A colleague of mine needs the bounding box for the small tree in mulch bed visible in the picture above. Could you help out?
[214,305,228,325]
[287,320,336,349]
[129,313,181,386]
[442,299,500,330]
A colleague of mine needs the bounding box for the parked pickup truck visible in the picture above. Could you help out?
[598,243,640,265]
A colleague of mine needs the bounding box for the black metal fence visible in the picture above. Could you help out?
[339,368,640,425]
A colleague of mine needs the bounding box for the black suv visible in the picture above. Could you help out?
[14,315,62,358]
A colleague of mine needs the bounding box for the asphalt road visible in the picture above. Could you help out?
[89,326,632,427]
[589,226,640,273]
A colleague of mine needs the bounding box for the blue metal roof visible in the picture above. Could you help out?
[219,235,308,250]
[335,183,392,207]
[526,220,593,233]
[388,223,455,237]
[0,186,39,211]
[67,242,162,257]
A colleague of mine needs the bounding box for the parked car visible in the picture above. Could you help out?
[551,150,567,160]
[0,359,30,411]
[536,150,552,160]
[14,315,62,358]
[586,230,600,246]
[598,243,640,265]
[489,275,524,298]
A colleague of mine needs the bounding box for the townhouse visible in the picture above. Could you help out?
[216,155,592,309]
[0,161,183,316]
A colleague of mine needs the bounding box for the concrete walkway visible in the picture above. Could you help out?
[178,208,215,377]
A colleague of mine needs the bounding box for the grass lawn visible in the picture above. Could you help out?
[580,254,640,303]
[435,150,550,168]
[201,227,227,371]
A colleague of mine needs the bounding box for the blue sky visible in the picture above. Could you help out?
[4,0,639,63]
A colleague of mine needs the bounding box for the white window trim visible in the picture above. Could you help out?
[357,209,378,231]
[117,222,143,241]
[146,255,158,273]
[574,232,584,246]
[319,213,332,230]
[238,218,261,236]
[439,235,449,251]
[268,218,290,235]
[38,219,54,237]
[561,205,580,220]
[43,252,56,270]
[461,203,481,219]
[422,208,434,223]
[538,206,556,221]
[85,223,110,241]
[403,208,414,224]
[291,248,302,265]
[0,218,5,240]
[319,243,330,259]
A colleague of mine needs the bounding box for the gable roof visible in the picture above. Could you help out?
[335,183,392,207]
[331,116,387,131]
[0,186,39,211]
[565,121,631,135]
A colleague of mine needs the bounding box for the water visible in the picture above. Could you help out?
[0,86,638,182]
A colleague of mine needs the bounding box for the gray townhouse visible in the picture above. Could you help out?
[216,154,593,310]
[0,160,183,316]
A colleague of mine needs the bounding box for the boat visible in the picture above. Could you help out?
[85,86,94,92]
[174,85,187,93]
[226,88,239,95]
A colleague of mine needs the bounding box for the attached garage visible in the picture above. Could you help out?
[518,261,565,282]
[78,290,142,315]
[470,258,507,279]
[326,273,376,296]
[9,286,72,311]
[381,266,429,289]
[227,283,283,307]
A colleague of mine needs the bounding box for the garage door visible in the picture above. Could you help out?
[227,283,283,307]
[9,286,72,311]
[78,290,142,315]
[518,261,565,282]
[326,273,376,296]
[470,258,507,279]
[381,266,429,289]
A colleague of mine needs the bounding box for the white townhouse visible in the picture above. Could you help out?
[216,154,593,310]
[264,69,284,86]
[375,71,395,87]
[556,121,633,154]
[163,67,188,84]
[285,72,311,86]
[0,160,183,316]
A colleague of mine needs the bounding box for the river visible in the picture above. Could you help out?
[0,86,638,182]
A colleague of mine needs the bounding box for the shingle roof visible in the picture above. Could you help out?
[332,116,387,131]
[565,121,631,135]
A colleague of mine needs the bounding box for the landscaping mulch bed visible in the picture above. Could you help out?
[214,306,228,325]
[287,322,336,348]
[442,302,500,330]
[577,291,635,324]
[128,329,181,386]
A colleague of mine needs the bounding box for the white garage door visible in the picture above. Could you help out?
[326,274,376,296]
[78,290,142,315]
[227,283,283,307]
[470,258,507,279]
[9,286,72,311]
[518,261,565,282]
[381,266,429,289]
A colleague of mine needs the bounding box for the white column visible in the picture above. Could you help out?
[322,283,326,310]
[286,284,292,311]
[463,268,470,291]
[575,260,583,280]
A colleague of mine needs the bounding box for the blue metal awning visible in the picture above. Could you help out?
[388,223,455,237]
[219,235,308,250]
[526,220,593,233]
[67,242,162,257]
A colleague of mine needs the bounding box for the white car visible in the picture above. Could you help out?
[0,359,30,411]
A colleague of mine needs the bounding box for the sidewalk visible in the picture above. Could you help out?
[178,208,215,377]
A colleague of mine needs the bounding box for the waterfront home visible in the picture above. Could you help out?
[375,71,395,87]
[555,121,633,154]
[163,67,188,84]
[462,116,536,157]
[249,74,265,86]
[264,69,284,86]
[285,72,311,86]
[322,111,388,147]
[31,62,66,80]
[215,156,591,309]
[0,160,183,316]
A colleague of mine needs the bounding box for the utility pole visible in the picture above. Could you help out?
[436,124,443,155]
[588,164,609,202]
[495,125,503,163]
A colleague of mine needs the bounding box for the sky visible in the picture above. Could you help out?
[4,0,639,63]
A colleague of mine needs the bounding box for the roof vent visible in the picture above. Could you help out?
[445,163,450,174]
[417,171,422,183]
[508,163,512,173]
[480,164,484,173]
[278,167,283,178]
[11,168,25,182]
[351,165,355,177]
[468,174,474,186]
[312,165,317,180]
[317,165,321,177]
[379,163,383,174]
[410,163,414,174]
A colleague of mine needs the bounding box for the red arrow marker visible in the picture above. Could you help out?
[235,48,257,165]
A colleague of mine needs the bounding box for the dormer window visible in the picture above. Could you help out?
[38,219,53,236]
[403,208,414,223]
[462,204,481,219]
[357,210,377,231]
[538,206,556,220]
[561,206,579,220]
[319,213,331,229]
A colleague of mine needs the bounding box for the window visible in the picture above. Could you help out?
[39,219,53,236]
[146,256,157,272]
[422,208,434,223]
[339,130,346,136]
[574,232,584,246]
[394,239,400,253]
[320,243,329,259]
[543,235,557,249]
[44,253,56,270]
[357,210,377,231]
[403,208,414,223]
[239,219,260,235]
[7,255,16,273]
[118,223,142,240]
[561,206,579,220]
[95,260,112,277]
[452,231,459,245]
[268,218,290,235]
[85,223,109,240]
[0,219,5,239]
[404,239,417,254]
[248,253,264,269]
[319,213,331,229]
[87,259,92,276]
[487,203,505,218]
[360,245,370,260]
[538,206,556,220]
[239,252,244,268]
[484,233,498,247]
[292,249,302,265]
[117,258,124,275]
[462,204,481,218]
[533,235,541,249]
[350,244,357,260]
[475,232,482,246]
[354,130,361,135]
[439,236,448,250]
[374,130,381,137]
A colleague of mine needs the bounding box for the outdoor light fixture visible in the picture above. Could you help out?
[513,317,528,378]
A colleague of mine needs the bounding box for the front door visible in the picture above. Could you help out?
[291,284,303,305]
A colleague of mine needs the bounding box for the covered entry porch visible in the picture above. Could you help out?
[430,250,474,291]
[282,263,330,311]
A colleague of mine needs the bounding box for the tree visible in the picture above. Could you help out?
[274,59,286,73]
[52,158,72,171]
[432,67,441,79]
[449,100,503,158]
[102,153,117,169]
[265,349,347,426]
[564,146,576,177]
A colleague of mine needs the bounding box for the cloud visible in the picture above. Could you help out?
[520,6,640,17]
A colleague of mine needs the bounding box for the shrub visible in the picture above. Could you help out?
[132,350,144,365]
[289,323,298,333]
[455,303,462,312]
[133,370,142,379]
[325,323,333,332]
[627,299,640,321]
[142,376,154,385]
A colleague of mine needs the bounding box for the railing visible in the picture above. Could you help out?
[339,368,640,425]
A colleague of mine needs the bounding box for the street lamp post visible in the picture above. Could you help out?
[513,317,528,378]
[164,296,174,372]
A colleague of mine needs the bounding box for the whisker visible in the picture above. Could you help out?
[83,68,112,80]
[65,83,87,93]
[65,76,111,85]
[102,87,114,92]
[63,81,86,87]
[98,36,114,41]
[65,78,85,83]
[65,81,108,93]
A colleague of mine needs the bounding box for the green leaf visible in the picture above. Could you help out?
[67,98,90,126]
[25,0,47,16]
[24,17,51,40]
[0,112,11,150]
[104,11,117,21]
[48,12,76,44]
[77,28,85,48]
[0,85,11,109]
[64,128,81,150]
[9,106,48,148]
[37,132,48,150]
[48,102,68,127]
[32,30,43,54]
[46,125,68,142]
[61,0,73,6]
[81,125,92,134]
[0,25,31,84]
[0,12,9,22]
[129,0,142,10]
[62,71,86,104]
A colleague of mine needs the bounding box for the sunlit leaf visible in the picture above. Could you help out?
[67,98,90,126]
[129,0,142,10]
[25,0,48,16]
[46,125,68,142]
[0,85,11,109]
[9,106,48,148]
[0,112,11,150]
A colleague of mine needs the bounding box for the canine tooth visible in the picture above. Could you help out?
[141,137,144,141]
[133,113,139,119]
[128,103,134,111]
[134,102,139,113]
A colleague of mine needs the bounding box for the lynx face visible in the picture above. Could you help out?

==

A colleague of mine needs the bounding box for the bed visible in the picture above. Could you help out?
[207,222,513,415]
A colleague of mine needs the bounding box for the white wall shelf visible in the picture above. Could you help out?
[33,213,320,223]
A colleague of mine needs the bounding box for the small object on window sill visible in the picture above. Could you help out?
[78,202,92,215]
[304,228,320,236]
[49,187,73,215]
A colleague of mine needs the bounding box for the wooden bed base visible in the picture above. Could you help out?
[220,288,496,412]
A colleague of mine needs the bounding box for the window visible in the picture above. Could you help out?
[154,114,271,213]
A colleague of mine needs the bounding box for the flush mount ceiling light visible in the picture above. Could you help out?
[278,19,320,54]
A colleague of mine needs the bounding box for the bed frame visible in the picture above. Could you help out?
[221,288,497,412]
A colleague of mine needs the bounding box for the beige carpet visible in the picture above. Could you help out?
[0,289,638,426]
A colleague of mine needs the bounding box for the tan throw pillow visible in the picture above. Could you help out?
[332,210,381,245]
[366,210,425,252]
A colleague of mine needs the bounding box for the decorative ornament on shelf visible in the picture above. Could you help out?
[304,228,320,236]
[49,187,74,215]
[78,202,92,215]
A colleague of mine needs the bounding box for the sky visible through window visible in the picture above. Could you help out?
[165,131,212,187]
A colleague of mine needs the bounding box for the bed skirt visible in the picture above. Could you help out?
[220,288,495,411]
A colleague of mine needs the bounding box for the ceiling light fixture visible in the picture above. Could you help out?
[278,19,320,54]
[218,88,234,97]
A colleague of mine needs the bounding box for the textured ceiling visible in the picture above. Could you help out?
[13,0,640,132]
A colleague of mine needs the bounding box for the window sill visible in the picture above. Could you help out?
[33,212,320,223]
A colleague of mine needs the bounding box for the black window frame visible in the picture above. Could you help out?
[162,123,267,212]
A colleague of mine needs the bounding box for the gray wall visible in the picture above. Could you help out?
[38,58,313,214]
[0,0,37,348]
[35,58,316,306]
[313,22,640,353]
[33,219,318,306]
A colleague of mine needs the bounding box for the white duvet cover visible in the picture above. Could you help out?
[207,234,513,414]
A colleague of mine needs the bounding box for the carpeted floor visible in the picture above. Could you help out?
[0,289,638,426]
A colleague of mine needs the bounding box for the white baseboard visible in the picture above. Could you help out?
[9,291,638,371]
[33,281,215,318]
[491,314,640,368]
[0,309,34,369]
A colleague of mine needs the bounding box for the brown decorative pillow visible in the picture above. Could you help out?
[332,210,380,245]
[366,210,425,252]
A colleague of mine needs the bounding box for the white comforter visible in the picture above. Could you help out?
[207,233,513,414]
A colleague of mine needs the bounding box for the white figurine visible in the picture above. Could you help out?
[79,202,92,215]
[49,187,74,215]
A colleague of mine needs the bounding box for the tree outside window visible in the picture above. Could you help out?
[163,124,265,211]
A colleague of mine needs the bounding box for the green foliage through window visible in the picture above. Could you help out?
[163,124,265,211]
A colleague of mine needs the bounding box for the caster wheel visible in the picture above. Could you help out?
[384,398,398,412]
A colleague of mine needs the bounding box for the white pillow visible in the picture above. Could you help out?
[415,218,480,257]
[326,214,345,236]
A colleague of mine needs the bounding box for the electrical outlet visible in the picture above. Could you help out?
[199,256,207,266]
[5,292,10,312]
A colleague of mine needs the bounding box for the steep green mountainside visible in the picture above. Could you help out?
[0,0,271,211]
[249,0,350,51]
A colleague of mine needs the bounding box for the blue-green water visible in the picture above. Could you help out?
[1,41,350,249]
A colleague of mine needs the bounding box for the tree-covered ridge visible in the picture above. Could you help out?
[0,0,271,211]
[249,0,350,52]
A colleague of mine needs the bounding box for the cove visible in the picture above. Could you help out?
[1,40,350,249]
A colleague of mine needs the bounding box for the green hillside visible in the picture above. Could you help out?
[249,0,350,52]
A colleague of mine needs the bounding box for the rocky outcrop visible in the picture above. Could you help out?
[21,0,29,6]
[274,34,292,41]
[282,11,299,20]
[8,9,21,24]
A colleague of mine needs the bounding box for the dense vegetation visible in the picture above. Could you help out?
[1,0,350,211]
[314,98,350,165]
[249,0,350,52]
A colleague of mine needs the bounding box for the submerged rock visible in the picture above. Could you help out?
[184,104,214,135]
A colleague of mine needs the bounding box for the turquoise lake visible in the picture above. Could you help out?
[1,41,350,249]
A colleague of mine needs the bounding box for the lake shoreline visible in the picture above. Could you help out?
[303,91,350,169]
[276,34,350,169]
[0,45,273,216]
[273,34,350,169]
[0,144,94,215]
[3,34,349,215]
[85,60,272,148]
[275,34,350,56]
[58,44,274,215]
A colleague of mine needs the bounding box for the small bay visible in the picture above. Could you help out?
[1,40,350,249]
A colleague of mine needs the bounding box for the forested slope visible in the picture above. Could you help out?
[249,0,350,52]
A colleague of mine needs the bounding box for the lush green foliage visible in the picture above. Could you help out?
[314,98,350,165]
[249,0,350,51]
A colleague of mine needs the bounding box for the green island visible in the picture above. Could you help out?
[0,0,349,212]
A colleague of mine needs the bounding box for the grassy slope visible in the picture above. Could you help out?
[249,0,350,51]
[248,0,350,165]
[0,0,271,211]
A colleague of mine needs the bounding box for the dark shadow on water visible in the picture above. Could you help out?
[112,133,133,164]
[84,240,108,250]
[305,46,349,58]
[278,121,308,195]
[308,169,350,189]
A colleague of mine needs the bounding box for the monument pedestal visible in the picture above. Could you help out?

> [Activity]:
All lines above from the one with "the small bay" to the one with "A colleague of mine needs the bounding box for the monument", inclusive, should be copied exactly, and no other lines.

> [Solution for this task]:
A colleague of mine needs the bounding box for the small bay visible in the picture above. Could you help out?
[1,40,350,249]
A colleague of mine needs the bounding box for the forested slope visible in the picture above. Could you help out?
[249,0,350,52]
A colleague of mine needs the bounding box for the lush green foliage visible in the picture above. Could you help out?
[314,98,350,165]
[249,0,350,51]
A colleague of mine needs the bounding box for the green island visible in the picture above. Could you help out?
[0,0,349,212]
A colleague of mine needs the bounding box for the grassy slope visible in the picture above. Could you help out?
[249,0,350,51]
[248,0,350,165]
[0,0,271,211]
A colleague of mine needs the bounding box for the dark shadow on water visible in the picture above. Could you help out?
[112,133,133,164]
[84,240,108,250]
[305,46,349,58]
[278,121,308,195]
[308,169,350,189]
A colleague of mine needs the bounding box for the monument pedestal visible in the picture above. Could you help out?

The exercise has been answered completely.